**** Trecho selecionado ****

Ou seja, o desejo da equipe econômica é que o Congresso volte a discutir os 19 projetos prioritários, citados lá no início da crise do coronavírus. É uma nova chance para colocar em prática o que o ministro Paulo Guedes chamou de “15 semanas para mudar o Brasil”.
O que dizem especialistas
Especialistas, contudo, divergem se o caminho ideal para o pós-pandemia é retomar a agenda de reformas ou adaptar às propostas.
Luciano Nakabashi, doutor em Economia e professor da Faculdade de Economia e Administração de Ribeirão Preto, da USP (FEA-RP/USP), diz que é muito importante o governo manter a sua agenda, ainda mais agora que o país vai aumentar o seu endividamento para bancar as ações de combate à Covid-19, deteriorando ainda mais as contas públicas.
O Ministério da Economia projeta rombo de R$ 540,5 bilhões para as contas do governo central em 2020, número que seguramente ficará maior, pois ainda não conta com a prorrogação do auxílio emergencial e dos R$ 60 bilhões de ajuda a estados e municípios.
Guilherme Tinoco, mestre em macroeconomia e especialista em finanças públicas, acredita que a pandemia muda bastante o quadro. “Por um lado, você tem mais necessidade de faz reformas, de fazer a economia crescer, pois o Brasil perdeu muita renda, e o caminho sem dúvida é fazer reforma estrutural. Por outro lado, o governo perdeu popularidade com a gestão dessa crise do coronavírus e pode ser que venha a perder ainda mais”, explica.
Newton Marques, doutor em Economia e professor licenciado da Universidade de Brasília (UnB), considera que o ideal é que o governo e o Congresso mudem a agenda. “Agora a terra está arrasada. Do que adiante falar em reformas se a economia não vai se recuperar? Não dá para retomar essa discussão sem resolver os gargalos [gerados pela crise do coronavírus]”, afirma o professor.
Para ele, o maior desafio do pós-pandemia será resolver o elevado índice de endividamento das pessoas e das empresas, além da situação financeira frágil dos estados e municípios. “O governo vai ajudar essas empresas que sobreviveram e aquelas que quebraram? Governo vai perdoar dívida? Governo vai bancar a dívida, caindo no colo do Tesouro?”, questiona. “O consumidor não vai consumir porque está endividado e a empresa não vai sobreviver porque também está endividada”, completa Marques.
Nakabashi diz que ainda estamos pagando a recessão de 2014-2016 justamente por demorar a tirar do papel as propostas estruturantes. “Essa trajetória [de reformas] é importante para uma retomada mais sólida da economia. Nos anos 2000, tivemos elevado crescimento, mas poucas reformas. E a crise de 2014 ainda estamos pagando porque teve falta de ação em reformar o setor público.”

**** Dados fornecidos ****

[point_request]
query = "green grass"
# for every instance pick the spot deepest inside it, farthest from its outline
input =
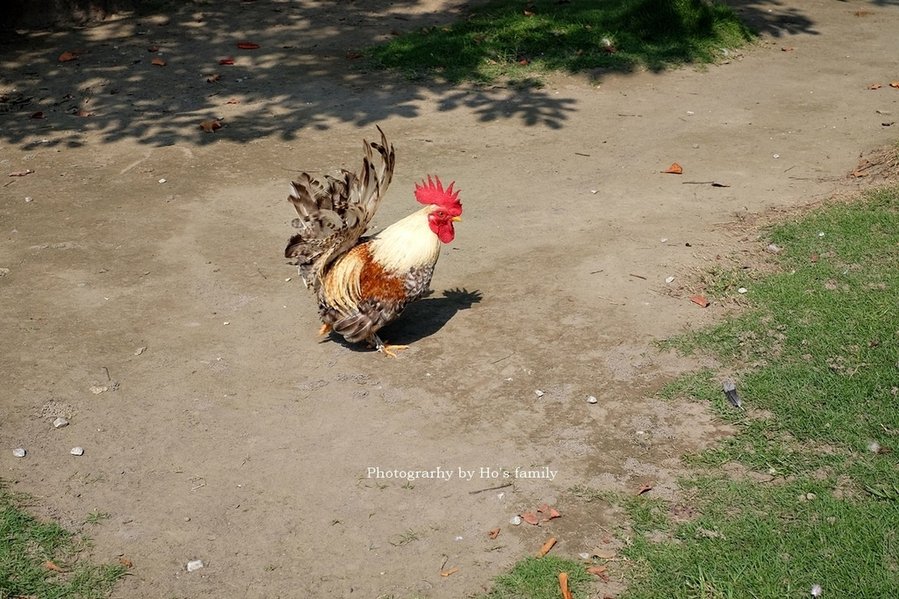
(521, 40)
(26, 544)
(538, 578)
(816, 359)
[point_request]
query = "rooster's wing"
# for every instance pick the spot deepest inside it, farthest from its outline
(335, 212)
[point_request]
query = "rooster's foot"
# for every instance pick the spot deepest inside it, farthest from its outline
(387, 350)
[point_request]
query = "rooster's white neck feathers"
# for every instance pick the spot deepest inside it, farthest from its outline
(407, 243)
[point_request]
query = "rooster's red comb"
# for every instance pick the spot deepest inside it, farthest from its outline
(432, 192)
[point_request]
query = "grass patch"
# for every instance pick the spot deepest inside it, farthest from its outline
(26, 545)
(817, 362)
(522, 40)
(534, 578)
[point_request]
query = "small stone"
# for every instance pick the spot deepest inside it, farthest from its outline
(194, 565)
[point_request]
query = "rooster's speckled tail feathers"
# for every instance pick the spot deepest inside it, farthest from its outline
(334, 213)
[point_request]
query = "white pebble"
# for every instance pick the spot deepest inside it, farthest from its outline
(194, 565)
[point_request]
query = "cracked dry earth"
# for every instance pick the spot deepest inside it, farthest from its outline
(236, 436)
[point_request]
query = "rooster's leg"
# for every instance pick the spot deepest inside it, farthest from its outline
(387, 350)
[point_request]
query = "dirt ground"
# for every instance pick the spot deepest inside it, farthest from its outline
(144, 256)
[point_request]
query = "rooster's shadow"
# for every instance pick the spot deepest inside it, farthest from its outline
(423, 318)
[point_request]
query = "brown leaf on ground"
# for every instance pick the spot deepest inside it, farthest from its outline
(599, 571)
(530, 518)
(700, 301)
(211, 125)
(544, 549)
(563, 585)
(52, 566)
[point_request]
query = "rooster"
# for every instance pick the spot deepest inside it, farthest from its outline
(363, 283)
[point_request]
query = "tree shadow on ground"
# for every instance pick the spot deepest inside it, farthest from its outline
(306, 74)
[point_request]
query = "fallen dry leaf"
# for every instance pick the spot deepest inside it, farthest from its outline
(599, 571)
(211, 125)
(700, 301)
(52, 566)
(544, 549)
(563, 585)
(530, 518)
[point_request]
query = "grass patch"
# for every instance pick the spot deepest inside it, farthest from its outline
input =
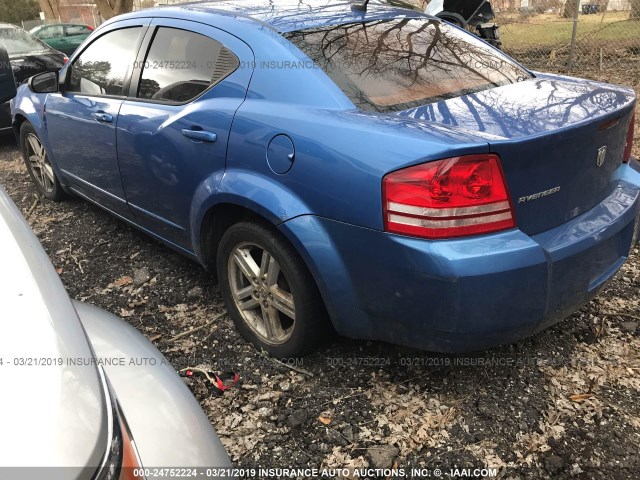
(552, 30)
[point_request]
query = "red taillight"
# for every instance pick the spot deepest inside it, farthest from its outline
(448, 198)
(629, 143)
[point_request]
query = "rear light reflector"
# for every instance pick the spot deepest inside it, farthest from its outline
(629, 142)
(449, 198)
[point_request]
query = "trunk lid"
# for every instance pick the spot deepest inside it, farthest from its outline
(560, 141)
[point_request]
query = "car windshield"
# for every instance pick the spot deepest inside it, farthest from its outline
(18, 42)
(392, 65)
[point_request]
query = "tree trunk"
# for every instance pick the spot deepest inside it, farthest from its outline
(111, 8)
(51, 9)
(570, 8)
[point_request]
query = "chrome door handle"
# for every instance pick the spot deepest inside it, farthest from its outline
(201, 135)
(102, 117)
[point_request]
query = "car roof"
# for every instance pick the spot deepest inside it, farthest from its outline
(287, 15)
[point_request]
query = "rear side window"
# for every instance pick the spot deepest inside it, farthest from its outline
(392, 65)
(103, 67)
(181, 65)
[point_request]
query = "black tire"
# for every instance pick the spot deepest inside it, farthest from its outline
(310, 323)
(38, 165)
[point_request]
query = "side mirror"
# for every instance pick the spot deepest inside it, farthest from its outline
(46, 82)
(7, 82)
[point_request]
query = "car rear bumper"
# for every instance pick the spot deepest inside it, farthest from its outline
(466, 294)
(169, 427)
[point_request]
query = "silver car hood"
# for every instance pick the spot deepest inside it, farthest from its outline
(52, 412)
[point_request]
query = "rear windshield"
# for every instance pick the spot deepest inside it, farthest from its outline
(18, 42)
(392, 65)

****

◆ Explore o material:
- A) Transcreva do trecho selecionado a parte que começa em "Luciano Nakabashi, doutor" e vai até "a estados e municípios.", incluindo essas palavras.
- B) Com base no trecho selecionado, responda:
(i) De quanto é o rombo que o Ministério da Economia projeta para as contas do governo central em 2020?
(ii) Para Newton Marques, qual será o maior desafio do pós-pandemia?
(iii) Segundo Nakabashi, por que ainda estamos pagando a recessão de 2014-2016?
Baseie-se exclusivamente no trecho selecionado.

◆ Respostas por tarefa:
- A)
Luciano Nakabashi, doutor em Economia e professor da Faculdade de Economia e Administração de Ribeirão Preto, da USP (FEA-RP/USP), diz que é muito importante o governo manter a sua agenda, ainda mais agora que o país vai aumentar o seu endividamento para bancar as ações de combate à Covid-19, deteriorando ainda mais as contas públicas.
O Ministério da Economia projeta rombo de R$ 540,5 bilhões para as contas do governo central em 2020, número que seguramente ficará maior, pois ainda não conta com a prorrogação do auxílio emergencial e dos R$ 60 bilhões de ajuda a estados e municípios.

- B)
(i) R$ 540,5 bilhões.
(ii) Resolver o elevado índice de endividamento das pessoas e das empresas, além da situação financeira frágil dos estados e municípios.
(iii) Porque houve demora em tirar do papel as propostas estruturantes.